- _SOURCE EXCERPT_
--------------------
Appeal from the District Court of the United States for the Southern District of New York.
Before L. HAND, CLARK, and FRANK, Circuit Judges.
This is an appeal by William Mitchell from his conviction by a jury of the crime of transporting his own wife in interstate commerce for the purpose of prostitution and debauchery, in contravention of the White Slave Traffic Act of 1910, 18 U.S.C.A. § 398. The wife testified at length against him; and although there was some corroboration from others of certain details of her testimony, it is quite obvious that no conviction could be had without her evidence. The errors pressed on this appeal are that her testimony was not legally admissible against him, and that the court erroneously refused to allow him to dismiss his counsel during the trial.
The revolting details of the testimony given by the wife need not be stated here further than is necessary to set forth the legal question involved. She said that she met defendant during February, 1941, at a cafeteria in San Diego, California, where she was employed as a waitress, that she went out with him soon thereafter, and that on the third or fourth occasion she had intercourse with him.A short time thereafter he asked her to go out to work for him as a prostitute, since he needed the money, telling her of a certain hotel where he had made all the arrangements for her, and later actually bringing her to another place, where he again asked her to work as a prostitute. Each time she refused. He was arrested in April, 1941, for contributing to the delinquency of a minor, the charge being based on the fact that he had stayed in a hotel room with her overnight. As she would not testify against him, the charge was dismissed. He was, however, indicted for possession of marihuana, and was convicted. The night before his arrest he again urged her to go to work as a prostitute at the places previously suggested. While in jail he wrote her that he needed $100 for a lawyer and "You know what to do." Upon his release in June, 1941, he went to Albuquerque, New Mexico, since he had been directed by the court to leave the state when his sentence was served. In October, 1941, in response to a letter from defendant, she went to Albuquerque, where they were married. She then got together a total of $800 of her own money, which she gave to defendant; and they left for New York, arriving on October 21, 1941.
After two weeks in New York, defendant told her that she would have to go out to hustle for him, as he needed money. There follows a considerable record of various urgings and threats on his part, and refusals on hers, in the presence of assisting third persons or otherwise, as chance seemed to determine, with suggestions of specific places where she might operate, as a result of which she eventually capitulated and worked at several places, which she named, including, among others, two specific hotels. During the time that she worked as a prostitute, defendant took all the money she earned, amounting to some $2,000. He was arrested on February 9 and convicted on March 17, 1942.
--------------------
- _OBJECTIVE A_
Print the court opinion word for word, starting with "This is an appeal" and going on through "during the trial.".
The court opinion and the listing that follows it are unrelated to each other.

- _GIVEN INFORMATION_
--------------------
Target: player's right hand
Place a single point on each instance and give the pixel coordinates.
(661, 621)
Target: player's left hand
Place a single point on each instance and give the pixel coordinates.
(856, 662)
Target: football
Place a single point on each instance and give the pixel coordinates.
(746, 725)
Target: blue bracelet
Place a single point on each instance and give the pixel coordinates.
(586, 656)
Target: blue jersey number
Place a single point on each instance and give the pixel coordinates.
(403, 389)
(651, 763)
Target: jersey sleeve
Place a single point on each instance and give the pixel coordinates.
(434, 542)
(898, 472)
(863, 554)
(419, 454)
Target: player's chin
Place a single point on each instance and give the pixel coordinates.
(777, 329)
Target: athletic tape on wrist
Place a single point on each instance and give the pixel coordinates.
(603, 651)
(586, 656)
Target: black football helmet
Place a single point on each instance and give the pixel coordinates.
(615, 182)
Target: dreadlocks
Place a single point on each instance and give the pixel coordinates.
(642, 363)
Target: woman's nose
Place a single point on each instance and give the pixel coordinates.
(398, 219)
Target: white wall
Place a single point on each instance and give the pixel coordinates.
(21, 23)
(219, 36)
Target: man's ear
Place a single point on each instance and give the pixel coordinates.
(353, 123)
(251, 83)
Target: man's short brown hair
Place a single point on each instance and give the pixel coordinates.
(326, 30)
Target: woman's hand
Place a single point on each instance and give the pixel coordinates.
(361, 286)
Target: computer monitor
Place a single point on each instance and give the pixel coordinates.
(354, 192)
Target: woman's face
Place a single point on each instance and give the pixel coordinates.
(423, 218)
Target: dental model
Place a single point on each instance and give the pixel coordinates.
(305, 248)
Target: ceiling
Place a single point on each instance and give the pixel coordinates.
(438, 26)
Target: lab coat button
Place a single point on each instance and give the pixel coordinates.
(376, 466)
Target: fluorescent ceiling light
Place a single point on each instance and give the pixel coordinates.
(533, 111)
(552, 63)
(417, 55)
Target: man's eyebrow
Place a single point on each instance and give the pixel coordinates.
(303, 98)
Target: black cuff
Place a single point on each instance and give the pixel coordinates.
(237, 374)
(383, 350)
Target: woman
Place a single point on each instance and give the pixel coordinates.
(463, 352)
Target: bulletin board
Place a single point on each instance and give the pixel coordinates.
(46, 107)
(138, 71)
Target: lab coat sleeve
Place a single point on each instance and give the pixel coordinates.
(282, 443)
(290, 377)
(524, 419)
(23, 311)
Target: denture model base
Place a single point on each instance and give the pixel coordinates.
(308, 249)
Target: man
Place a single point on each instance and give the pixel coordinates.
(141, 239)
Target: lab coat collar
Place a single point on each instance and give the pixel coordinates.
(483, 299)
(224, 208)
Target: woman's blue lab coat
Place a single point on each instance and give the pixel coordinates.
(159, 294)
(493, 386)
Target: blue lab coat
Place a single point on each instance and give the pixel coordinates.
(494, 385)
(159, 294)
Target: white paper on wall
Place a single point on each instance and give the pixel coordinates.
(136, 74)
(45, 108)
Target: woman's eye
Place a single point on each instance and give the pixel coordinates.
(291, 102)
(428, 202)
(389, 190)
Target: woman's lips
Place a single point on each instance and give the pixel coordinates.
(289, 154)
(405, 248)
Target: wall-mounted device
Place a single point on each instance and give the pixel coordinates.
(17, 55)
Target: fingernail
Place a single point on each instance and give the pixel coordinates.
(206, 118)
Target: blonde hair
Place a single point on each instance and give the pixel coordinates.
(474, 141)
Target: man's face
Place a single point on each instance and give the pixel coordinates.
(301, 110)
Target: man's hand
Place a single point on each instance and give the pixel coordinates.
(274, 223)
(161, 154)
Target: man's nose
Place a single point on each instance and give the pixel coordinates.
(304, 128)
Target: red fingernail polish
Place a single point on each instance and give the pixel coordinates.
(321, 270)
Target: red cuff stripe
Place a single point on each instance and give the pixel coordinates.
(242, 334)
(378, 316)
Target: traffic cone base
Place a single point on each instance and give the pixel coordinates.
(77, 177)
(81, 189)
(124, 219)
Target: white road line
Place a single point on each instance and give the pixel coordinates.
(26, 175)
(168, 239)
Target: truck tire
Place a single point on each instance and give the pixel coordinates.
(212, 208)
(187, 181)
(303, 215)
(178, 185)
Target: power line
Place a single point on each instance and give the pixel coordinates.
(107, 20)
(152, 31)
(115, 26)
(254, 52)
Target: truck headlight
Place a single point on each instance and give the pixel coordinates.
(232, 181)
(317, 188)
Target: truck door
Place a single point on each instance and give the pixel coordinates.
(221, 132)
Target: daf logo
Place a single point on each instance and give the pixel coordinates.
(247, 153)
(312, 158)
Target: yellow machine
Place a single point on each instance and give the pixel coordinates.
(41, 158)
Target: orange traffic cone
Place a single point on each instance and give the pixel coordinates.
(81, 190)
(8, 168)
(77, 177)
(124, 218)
--------------------
- _OBJECTIVE B_
Convert the final part of the listing into a numbered list, starting with the line with "Target: orange traffic cone" and going on through the last line of the listing, omitting any blank lines.

- _EXERCISE SOLUTION A_
This is an appeal by William Mitchell from his conviction by a jury of the crime of transporting his own wife in interstate commerce for the purpose of prostitution and debauchery, in contravention of the White Slave Traffic Act of 1910, 18 U.S.C.A. § 398. The wife testified at length against him; and although there was some corroboration from others of certain details of her testimony, it is quite obvious that no conviction could be had without her evidence. The errors pressed on this appeal are that her testimony was not legally admissible against him, and that the court erroneously refused to allow him to dismiss his counsel during the trial.

- _EXERCISE SOLUTION B_
1. Target: orange traffic cone
2. Place a single point on each instance and give the pixel coordinates.
3. (81, 190)
4. (8, 168)
5. (77, 177)
6. (124, 218)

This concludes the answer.